### What the task asks
Output a faithful copy of the entries, every picture removed.

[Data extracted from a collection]
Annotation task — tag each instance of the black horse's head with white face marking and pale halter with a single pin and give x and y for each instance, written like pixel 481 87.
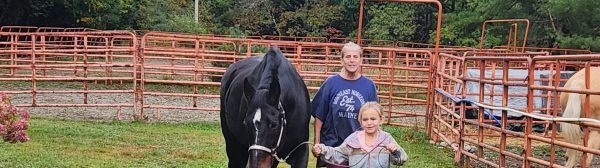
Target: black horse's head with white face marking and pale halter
pixel 265 116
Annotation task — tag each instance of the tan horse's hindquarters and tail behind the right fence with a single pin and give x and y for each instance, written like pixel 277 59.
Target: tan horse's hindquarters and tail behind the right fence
pixel 572 106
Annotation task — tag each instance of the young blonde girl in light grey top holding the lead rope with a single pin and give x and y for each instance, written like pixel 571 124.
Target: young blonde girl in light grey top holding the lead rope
pixel 369 147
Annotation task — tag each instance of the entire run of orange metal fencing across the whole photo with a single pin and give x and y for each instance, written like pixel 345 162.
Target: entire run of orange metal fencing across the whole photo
pixel 101 68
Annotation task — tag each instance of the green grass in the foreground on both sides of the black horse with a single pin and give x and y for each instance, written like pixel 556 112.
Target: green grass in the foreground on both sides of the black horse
pixel 66 143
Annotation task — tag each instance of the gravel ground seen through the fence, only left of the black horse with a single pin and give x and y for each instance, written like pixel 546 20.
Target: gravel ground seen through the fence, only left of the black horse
pixel 110 113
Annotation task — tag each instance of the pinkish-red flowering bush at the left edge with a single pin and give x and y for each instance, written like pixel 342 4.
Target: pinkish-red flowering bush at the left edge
pixel 13 121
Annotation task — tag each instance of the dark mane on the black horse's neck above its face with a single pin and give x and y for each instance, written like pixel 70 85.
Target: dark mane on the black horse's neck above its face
pixel 268 68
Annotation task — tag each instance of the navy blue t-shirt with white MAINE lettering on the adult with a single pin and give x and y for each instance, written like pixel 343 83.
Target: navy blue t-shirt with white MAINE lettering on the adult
pixel 337 104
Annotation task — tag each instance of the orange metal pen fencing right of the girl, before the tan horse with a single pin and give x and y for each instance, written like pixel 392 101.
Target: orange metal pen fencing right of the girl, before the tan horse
pixel 527 82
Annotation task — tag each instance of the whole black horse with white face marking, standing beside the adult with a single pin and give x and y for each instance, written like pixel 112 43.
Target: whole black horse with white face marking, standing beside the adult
pixel 264 112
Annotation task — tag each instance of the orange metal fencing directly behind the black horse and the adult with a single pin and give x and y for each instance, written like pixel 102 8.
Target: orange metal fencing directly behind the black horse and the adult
pixel 167 58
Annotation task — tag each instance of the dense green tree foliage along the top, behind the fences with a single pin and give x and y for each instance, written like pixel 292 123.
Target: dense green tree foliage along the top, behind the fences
pixel 554 23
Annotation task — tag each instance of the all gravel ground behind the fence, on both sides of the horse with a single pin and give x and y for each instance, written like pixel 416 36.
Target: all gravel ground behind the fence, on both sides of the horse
pixel 126 113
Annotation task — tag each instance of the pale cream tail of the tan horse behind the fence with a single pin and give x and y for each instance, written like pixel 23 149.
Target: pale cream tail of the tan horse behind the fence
pixel 572 132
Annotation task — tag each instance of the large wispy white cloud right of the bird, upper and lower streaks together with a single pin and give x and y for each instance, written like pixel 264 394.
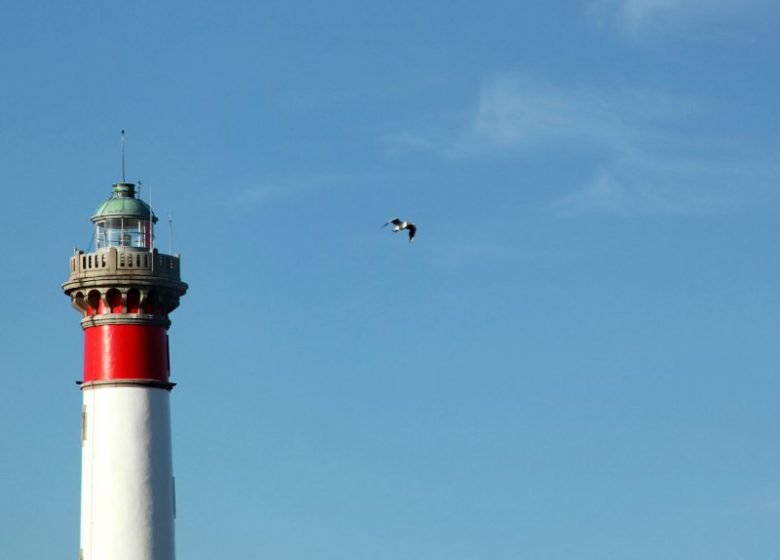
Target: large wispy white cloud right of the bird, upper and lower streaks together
pixel 645 157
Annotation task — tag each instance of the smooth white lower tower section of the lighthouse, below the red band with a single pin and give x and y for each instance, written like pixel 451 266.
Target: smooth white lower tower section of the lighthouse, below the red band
pixel 127 491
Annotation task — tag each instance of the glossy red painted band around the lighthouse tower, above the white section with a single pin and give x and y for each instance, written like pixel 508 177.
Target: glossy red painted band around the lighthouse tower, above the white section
pixel 120 351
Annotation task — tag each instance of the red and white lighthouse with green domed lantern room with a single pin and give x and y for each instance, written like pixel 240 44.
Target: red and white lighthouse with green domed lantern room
pixel 125 290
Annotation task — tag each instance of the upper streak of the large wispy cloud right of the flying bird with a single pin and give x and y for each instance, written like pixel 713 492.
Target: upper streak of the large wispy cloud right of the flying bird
pixel 517 113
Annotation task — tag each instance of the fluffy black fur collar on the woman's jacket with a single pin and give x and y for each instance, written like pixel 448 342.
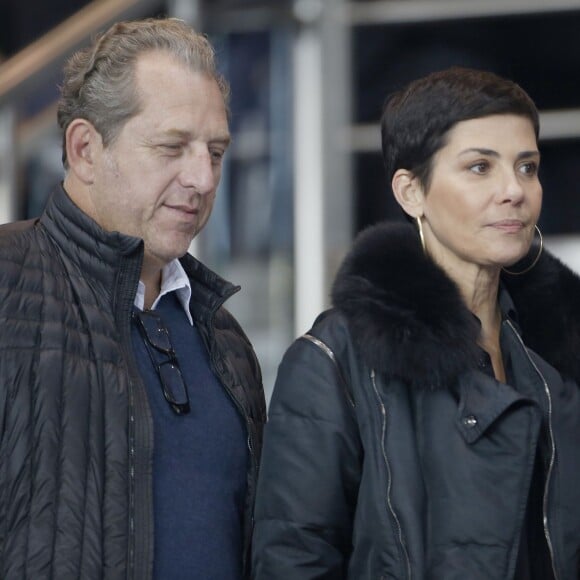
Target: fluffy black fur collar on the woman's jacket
pixel 408 319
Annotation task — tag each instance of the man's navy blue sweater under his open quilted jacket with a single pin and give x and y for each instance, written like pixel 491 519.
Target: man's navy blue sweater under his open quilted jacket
pixel 199 465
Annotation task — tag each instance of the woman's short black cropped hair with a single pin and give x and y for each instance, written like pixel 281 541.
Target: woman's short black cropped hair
pixel 416 120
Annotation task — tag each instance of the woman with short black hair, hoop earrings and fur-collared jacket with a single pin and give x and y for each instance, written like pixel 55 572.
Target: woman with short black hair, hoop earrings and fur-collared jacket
pixel 428 426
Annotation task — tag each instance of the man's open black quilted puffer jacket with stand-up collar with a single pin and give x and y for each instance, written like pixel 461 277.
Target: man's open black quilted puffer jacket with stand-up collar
pixel 75 427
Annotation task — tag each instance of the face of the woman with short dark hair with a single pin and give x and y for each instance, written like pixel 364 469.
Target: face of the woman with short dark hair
pixel 485 197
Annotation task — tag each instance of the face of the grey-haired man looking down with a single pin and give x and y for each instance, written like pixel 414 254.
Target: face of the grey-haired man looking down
pixel 157 180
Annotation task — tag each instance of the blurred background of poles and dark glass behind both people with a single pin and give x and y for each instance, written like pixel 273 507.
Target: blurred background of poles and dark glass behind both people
pixel 309 78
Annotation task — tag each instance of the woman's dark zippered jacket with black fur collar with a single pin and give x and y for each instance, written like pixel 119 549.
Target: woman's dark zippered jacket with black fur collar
pixel 391 452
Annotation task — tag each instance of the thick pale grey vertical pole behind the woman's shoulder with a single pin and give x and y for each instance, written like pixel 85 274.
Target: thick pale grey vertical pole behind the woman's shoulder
pixel 322 162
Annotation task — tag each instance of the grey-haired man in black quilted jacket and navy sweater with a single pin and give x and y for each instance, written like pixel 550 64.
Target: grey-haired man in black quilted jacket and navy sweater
pixel 131 404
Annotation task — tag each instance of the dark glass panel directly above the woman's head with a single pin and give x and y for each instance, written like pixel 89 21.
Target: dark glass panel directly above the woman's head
pixel 389 55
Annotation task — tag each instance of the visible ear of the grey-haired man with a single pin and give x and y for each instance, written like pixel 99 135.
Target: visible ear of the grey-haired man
pixel 83 147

### The completed task
Annotation task — tag each instance of the black horse's head with white face marking and pale halter with a single pin and give x and y for each instance, written like pixel 481 87.
Target: black horse's head with white face marking and pale halter
pixel 265 116
Annotation task — tag each instance of the tan horse's hindquarters and tail behind the right fence with a single pin and give x and y for each instance, written like pixel 277 59.
Target: tan horse's hindquarters and tail behind the right fence
pixel 572 106
Annotation task — tag each instance of the young blonde girl in light grey top holding the lead rope with a single pin and give x and y for each instance, written like pixel 571 124.
Target: young blonde girl in light grey top holding the lead rope
pixel 369 147
Annotation task — tag each instance of the entire run of orange metal fencing across the whole photo with a single pin and give x and y for each instance, written like pixel 345 162.
Target: entire run of orange metal fencing across the whole photo
pixel 101 68
Annotation task — tag each instance of the green grass in the foreground on both sides of the black horse with a single pin and give x and y for each instance, written like pixel 556 112.
Target: green grass in the foreground on both sides of the black horse
pixel 66 143
Annotation task — tag each instance of the gravel ground seen through the fence, only left of the black horse with a single pin and give x and y for each instance, written like pixel 546 20.
Target: gravel ground seen through the fence, only left of the black horse
pixel 110 113
Annotation task — tag each instance of the pinkish-red flowering bush at the left edge with a single pin and give x and y for each instance, written like pixel 342 4.
Target: pinkish-red flowering bush at the left edge
pixel 13 121
Annotation task — tag each instance of the dark mane on the black horse's neck above its face with a single pin and give x and y for each instance, written like pixel 70 85.
Target: dark mane on the black horse's neck above its face
pixel 268 68
Annotation task — tag each instance of the navy blue t-shirt with white MAINE lettering on the adult with a single pin and give x and y for each instance, written like pixel 343 83.
Target: navy blue t-shirt with white MAINE lettering on the adult
pixel 337 104
Annotation task — tag each instance of the orange metal pen fencing right of the girl, before the tan horse with a single pin and give x and y for each instance, written like pixel 392 101.
Target: orange metal pen fencing right of the girl, before the tan horse
pixel 527 82
Annotation task — tag each instance of the whole black horse with white face marking, standing beside the adult with a single pin and give x and y for each instance, written like pixel 112 43.
Target: whole black horse with white face marking, standing beside the adult
pixel 264 112
Annotation task — tag each instance of the orange metal fencing directly behind the black horse and the adult with a single pin and give x and y for each instance, written like pixel 102 8.
Target: orange metal fencing directly behind the black horse and the adult
pixel 167 58
Annotation task — tag each instance of the dense green tree foliage along the top, behind the fences with a single pin and give x and y for each instance, written like pixel 292 123.
Target: dense green tree foliage along the top, behind the fences
pixel 554 23
Annotation task — tag each instance of the all gravel ground behind the fence, on both sides of the horse with a single pin and give x and y for each instance, written like pixel 416 36.
Target: all gravel ground behind the fence, on both sides of the horse
pixel 126 113
Annotation task — tag each instance of the pale cream tail of the tan horse behind the fence with a single pin and give x and y for each instance, written like pixel 23 149.
Target: pale cream tail of the tan horse behind the fence
pixel 572 132
Annotation task — tag each instance of the large wispy white cloud right of the bird, upper and lower streaks together with a single pin and give x and y for each instance, written like pixel 264 394.
Target: large wispy white cloud right of the bird, upper and lower streaks together
pixel 645 157
Annotation task — tag each instance of the smooth white lower tower section of the lighthouse, below the red band with a single pin and give x and y for each instance, written like pixel 451 266.
Target: smooth white lower tower section of the lighthouse, below the red band
pixel 127 491
Annotation task — tag each instance of the glossy red painted band around the lighthouse tower, above the white section with a single pin and give x and y for each instance, written like pixel 508 177.
Target: glossy red painted band around the lighthouse tower, above the white section
pixel 120 351
Annotation task — tag each instance of the red and white lighthouse with green domed lantern room with a single pin and give x and y for each instance, written like pixel 240 44.
Target: red and white lighthouse with green domed lantern room
pixel 125 290
Annotation task — tag each instance of the upper streak of the large wispy cloud right of the flying bird with a single pin and give x and y for each instance, written like pixel 713 492.
Target: upper streak of the large wispy cloud right of the flying bird
pixel 517 113
Annotation task — tag each instance of the fluffy black fur collar on the woman's jacket with a single pin and give x and y for each instance, written like pixel 448 342.
Target: fluffy black fur collar on the woman's jacket
pixel 408 319
Annotation task — tag each instance of the man's navy blue sweater under his open quilted jacket with a single pin and give x and y for each instance, written like pixel 491 519.
Target: man's navy blue sweater under his open quilted jacket
pixel 199 465
Annotation task — tag each instance of the woman's short black cropped hair with a single pin and give x and y for each instance, written like pixel 281 541.
Target: woman's short black cropped hair
pixel 416 120
Annotation task — tag each instance of the woman with short black hair, hoop earrings and fur-collared jacket with a single pin and give x and y for each instance, written like pixel 55 572.
Target: woman with short black hair, hoop earrings and fur-collared jacket
pixel 428 426
Annotation task — tag each instance of the man's open black quilted puffer jacket with stand-up collar with a single pin and give x and y for each instance, written like pixel 461 277.
Target: man's open black quilted puffer jacket with stand-up collar
pixel 75 427
Annotation task — tag each instance of the face of the woman with short dark hair with a single pin and give x and y for each instance, written like pixel 364 469.
Target: face of the woman with short dark hair
pixel 485 197
Annotation task — tag each instance of the face of the grey-haired man looking down with a single pin and give x and y for each instance, written like pixel 414 254.
Target: face of the grey-haired man looking down
pixel 157 180
Annotation task — tag each instance of the blurred background of poles and dark glass behind both people with a single pin and give x and y for each instance, written like pixel 273 507.
Target: blurred background of poles and dark glass behind both people
pixel 309 78
Annotation task — tag each instance of the woman's dark zippered jacket with black fur collar with a single pin and give x and y for each instance, written like pixel 119 549.
Target: woman's dark zippered jacket with black fur collar
pixel 391 452
Annotation task — tag each instance of the thick pale grey vertical pole behind the woman's shoulder with a single pin and give x and y for each instance, written like pixel 85 274.
Target: thick pale grey vertical pole behind the woman's shoulder
pixel 322 162
Annotation task — tag each instance of the grey-haired man in black quilted jacket and navy sweater with a single pin and give x and y for each instance, written like pixel 550 64.
Target: grey-haired man in black quilted jacket and navy sweater
pixel 131 404
Annotation task — tag each instance of the dark glass panel directly above the woman's head with a single pin and give x and y for each instance, written like pixel 89 21.
Target: dark glass panel directly above the woman's head
pixel 389 55
Annotation task — tag each instance of the visible ear of the grey-haired man with a single pin and give x and y for each instance, written like pixel 99 135.
Target: visible ear of the grey-haired man
pixel 83 147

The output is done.